Give back exactly the lines that run from the line containing "Q: Point out the lawn." through the end of the listing below. Leave out every other line.

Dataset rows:
- - - - - - -
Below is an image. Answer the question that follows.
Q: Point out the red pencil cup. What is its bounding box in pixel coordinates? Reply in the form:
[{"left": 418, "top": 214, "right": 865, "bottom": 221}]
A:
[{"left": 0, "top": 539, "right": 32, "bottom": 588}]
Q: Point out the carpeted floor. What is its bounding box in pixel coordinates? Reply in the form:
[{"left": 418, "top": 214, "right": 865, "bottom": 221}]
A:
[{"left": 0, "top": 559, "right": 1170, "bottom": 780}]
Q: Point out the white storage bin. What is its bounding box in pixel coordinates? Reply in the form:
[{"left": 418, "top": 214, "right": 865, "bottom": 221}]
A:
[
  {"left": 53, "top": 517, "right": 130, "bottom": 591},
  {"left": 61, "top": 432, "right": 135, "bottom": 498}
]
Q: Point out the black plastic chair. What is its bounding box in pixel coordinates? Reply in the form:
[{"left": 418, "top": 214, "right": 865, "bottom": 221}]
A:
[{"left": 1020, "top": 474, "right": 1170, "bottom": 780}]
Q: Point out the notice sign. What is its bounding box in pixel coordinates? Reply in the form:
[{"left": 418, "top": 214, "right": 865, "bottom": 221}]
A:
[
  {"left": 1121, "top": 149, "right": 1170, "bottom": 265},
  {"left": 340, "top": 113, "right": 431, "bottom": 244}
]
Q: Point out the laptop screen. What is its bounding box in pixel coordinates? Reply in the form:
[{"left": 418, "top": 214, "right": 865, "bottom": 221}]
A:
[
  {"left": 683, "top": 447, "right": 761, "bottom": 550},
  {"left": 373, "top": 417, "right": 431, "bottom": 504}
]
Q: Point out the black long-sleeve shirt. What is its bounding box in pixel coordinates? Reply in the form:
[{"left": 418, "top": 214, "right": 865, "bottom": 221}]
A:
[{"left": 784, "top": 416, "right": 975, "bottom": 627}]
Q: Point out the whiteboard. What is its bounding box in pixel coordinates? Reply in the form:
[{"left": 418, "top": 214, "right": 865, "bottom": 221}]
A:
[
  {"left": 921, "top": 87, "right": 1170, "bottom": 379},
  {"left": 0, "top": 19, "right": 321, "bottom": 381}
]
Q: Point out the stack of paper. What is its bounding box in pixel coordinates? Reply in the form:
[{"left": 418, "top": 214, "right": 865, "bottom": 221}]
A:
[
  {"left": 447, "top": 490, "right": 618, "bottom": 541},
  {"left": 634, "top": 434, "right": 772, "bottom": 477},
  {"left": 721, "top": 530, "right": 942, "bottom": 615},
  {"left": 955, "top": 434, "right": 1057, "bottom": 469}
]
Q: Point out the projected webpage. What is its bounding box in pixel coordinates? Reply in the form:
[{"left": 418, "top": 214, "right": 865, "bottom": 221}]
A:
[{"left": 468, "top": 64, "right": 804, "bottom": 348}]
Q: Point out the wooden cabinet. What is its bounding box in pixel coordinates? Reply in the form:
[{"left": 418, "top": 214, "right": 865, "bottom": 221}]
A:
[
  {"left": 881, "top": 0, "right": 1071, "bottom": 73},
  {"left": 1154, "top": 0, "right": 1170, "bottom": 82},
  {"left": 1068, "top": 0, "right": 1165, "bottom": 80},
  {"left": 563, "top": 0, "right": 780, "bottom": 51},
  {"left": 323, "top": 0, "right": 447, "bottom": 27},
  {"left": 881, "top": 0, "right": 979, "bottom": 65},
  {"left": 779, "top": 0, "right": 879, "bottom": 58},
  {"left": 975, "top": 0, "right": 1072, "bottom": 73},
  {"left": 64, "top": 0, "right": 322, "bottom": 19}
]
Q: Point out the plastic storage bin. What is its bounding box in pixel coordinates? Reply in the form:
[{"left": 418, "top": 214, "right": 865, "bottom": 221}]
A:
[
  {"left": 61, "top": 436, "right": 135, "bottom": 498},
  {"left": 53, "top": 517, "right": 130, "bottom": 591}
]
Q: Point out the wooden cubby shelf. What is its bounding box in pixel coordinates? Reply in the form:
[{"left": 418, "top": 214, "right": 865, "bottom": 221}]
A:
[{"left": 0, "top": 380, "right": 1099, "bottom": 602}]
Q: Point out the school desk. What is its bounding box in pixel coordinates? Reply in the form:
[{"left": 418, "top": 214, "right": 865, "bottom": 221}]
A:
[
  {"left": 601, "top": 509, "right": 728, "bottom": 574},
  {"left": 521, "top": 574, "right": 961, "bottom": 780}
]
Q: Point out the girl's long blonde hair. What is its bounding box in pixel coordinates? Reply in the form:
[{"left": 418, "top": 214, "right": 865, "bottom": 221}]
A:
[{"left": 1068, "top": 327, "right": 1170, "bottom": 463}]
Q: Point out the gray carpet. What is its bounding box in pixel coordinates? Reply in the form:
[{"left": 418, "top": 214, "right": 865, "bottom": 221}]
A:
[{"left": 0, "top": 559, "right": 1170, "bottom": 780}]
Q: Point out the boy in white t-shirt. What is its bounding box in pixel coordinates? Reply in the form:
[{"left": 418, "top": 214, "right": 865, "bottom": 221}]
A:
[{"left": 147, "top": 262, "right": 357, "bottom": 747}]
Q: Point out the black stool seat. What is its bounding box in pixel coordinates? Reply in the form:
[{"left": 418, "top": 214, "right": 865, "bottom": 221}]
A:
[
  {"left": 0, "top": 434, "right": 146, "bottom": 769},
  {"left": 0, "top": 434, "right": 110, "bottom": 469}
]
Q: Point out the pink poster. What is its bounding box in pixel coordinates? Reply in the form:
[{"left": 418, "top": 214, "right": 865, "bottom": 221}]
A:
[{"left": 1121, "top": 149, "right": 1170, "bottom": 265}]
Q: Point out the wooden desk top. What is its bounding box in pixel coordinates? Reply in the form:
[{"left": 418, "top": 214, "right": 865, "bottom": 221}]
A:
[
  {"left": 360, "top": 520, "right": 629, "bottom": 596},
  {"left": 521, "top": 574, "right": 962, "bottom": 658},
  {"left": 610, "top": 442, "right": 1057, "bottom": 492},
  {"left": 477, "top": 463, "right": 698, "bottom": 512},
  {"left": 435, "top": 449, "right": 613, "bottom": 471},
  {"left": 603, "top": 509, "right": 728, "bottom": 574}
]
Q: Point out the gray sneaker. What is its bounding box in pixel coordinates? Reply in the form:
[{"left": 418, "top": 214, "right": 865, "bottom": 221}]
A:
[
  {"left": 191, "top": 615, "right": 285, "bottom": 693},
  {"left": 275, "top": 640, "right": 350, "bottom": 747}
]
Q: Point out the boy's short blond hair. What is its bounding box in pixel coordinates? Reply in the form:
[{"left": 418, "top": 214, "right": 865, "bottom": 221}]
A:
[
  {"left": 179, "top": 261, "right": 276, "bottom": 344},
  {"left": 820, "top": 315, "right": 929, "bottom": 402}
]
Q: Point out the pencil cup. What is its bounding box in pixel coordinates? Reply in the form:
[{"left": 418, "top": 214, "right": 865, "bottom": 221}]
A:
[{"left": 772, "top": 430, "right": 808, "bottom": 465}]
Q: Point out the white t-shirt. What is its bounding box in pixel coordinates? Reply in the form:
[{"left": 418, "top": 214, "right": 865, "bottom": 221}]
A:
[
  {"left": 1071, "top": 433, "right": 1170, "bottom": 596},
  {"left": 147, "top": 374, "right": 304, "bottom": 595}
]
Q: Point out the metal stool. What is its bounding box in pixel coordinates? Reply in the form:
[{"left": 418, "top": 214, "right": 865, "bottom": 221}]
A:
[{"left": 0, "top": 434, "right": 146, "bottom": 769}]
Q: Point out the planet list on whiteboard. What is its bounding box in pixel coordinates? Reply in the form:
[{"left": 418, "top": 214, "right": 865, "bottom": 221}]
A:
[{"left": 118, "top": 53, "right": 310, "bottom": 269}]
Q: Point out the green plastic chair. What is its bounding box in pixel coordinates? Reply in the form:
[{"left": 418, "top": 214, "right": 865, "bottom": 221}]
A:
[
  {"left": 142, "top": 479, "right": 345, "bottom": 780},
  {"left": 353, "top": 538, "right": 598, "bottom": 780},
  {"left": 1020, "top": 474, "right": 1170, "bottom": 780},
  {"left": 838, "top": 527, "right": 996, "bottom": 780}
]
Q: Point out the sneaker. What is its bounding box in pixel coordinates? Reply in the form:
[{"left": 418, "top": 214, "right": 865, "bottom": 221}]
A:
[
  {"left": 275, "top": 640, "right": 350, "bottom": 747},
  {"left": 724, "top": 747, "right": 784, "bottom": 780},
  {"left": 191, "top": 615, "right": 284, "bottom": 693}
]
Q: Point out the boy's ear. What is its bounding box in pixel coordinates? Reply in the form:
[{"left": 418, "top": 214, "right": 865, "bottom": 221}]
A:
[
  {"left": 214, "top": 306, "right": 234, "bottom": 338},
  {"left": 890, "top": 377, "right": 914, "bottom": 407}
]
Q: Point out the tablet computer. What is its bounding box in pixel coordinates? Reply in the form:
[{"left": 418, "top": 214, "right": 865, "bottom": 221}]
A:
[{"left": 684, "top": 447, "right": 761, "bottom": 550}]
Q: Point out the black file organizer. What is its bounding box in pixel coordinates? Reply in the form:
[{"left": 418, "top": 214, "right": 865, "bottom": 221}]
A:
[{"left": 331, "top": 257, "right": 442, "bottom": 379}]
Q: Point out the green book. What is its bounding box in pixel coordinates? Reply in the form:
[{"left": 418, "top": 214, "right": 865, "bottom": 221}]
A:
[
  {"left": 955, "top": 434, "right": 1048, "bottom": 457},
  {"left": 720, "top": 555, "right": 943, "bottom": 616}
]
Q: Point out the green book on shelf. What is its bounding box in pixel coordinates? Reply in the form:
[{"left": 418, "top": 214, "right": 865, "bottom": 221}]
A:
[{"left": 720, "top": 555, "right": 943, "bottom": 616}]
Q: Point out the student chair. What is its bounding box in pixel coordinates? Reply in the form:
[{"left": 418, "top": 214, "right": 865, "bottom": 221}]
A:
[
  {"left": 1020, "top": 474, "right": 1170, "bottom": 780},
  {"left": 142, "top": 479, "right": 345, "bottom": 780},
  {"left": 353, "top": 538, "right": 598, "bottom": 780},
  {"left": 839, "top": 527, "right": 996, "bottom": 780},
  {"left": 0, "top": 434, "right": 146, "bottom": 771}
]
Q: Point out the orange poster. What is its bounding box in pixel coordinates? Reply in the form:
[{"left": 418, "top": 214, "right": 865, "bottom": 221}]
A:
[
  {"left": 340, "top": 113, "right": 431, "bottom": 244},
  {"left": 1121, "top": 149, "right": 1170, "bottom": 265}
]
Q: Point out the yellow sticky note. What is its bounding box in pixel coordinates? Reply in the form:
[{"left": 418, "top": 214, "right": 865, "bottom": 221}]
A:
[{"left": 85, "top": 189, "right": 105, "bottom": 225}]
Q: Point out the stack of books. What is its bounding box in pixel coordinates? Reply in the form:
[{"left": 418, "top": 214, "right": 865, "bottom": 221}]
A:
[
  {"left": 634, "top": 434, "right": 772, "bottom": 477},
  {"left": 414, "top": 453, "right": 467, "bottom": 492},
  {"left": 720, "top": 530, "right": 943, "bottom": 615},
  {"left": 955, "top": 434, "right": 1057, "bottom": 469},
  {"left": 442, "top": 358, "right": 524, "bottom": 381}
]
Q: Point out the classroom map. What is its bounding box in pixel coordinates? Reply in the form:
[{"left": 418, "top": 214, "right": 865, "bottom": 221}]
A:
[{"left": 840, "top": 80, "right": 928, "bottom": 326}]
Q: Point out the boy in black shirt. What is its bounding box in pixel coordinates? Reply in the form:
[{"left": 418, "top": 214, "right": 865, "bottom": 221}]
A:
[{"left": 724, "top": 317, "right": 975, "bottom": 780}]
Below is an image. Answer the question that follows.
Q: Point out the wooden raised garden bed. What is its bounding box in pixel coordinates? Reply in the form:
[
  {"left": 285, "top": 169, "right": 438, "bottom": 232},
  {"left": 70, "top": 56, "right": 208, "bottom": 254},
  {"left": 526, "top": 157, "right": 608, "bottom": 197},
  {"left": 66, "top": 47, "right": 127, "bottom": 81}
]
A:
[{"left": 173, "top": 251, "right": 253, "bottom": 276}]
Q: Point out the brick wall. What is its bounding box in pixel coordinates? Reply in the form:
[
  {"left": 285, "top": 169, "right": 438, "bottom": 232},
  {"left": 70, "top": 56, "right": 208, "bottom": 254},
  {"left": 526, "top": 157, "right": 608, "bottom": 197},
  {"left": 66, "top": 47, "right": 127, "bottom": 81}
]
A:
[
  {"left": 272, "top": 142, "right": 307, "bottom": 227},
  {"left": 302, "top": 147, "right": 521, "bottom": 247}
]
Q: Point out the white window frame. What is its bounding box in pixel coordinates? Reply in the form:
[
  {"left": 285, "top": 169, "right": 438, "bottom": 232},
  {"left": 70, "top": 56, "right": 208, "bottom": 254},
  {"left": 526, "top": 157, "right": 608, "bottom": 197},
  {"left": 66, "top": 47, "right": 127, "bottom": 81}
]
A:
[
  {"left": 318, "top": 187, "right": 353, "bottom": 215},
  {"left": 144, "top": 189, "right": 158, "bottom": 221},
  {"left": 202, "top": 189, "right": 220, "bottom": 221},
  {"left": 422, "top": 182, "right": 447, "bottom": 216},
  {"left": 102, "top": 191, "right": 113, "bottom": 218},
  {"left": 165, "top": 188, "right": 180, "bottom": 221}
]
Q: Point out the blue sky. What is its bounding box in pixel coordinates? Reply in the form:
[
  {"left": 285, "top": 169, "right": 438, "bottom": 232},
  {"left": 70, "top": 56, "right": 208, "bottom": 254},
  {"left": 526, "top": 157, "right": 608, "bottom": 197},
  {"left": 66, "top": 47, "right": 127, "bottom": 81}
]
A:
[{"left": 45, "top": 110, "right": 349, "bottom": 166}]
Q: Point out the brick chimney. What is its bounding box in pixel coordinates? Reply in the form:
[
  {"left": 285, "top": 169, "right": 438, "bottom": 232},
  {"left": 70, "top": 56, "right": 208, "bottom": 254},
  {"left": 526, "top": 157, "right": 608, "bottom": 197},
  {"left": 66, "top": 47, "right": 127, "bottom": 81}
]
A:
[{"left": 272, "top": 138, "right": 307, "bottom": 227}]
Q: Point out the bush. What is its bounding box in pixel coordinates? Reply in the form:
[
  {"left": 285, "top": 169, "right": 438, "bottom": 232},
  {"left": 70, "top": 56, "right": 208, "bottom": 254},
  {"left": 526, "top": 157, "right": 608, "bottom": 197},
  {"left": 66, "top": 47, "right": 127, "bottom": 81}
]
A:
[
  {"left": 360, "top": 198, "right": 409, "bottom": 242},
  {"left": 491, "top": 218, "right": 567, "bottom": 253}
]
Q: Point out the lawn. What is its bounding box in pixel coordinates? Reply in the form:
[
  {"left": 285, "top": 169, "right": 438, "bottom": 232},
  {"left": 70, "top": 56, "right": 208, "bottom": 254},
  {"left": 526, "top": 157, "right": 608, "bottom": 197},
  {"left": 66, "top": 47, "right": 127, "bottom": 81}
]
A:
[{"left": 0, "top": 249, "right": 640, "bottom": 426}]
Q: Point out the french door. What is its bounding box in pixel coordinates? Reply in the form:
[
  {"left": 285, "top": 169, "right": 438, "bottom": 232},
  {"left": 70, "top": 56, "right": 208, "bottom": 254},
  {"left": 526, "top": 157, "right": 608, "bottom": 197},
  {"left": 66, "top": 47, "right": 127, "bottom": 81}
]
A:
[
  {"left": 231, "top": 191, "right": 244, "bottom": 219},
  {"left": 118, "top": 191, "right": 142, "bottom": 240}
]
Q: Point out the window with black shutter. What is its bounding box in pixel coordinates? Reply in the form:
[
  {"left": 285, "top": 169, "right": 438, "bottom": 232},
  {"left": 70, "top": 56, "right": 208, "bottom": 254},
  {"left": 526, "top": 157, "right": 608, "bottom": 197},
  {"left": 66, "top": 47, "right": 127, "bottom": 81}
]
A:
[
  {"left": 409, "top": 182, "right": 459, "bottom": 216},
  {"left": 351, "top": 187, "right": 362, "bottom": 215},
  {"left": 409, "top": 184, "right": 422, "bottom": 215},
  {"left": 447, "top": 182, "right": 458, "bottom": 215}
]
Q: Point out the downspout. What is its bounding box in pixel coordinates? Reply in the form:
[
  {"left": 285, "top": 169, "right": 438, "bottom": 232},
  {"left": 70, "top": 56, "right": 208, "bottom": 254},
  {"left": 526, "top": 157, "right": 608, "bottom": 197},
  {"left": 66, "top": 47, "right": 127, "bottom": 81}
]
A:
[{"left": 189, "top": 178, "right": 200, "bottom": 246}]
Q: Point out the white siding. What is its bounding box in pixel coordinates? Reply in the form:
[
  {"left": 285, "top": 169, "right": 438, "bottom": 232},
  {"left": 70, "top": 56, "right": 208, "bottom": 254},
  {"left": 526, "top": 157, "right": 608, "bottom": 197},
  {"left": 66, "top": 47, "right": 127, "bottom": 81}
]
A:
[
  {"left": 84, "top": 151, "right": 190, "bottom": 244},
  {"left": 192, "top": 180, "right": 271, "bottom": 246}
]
- - - - - - -
▸ CORRECT ANSWER
Q: Point out the lawn. What is its bounding box in pixel coordinates? Reply in the form:
[
  {"left": 285, "top": 169, "right": 438, "bottom": 232},
  {"left": 70, "top": 56, "right": 208, "bottom": 254},
  {"left": 526, "top": 157, "right": 608, "bottom": 197},
  {"left": 66, "top": 47, "right": 127, "bottom": 81}
]
A:
[{"left": 0, "top": 249, "right": 640, "bottom": 426}]
Q: Point out the french door. What is its bounding box in pixel coordinates? Reply in the form:
[
  {"left": 285, "top": 169, "right": 438, "bottom": 232},
  {"left": 70, "top": 56, "right": 208, "bottom": 254},
  {"left": 526, "top": 157, "right": 608, "bottom": 197},
  {"left": 66, "top": 47, "right": 127, "bottom": 81}
]
A:
[
  {"left": 231, "top": 191, "right": 244, "bottom": 219},
  {"left": 118, "top": 191, "right": 142, "bottom": 240}
]
Q: Point out the window with black shutter. What is its bounding box in pixel coordinates? Reply in the form:
[
  {"left": 285, "top": 169, "right": 438, "bottom": 232},
  {"left": 70, "top": 56, "right": 208, "bottom": 254},
  {"left": 526, "top": 157, "right": 608, "bottom": 197},
  {"left": 66, "top": 47, "right": 127, "bottom": 81}
]
A:
[
  {"left": 409, "top": 182, "right": 459, "bottom": 216},
  {"left": 351, "top": 187, "right": 362, "bottom": 215},
  {"left": 409, "top": 184, "right": 422, "bottom": 215},
  {"left": 447, "top": 182, "right": 458, "bottom": 215}
]
Q: Point out the downspout. What is its bounding box in pixel coordinates? Reply in the form:
[
  {"left": 285, "top": 169, "right": 438, "bottom": 232},
  {"left": 70, "top": 56, "right": 208, "bottom": 254},
  {"left": 526, "top": 157, "right": 608, "bottom": 197},
  {"left": 66, "top": 47, "right": 127, "bottom": 81}
]
A:
[{"left": 189, "top": 178, "right": 200, "bottom": 246}]
Q: Point out the white siding. What is its bounding box in pixel coordinates? Reply in the form:
[
  {"left": 285, "top": 169, "right": 438, "bottom": 232},
  {"left": 70, "top": 56, "right": 208, "bottom": 254},
  {"left": 526, "top": 157, "right": 608, "bottom": 197},
  {"left": 66, "top": 47, "right": 127, "bottom": 81}
]
A:
[
  {"left": 84, "top": 151, "right": 190, "bottom": 244},
  {"left": 192, "top": 180, "right": 271, "bottom": 246}
]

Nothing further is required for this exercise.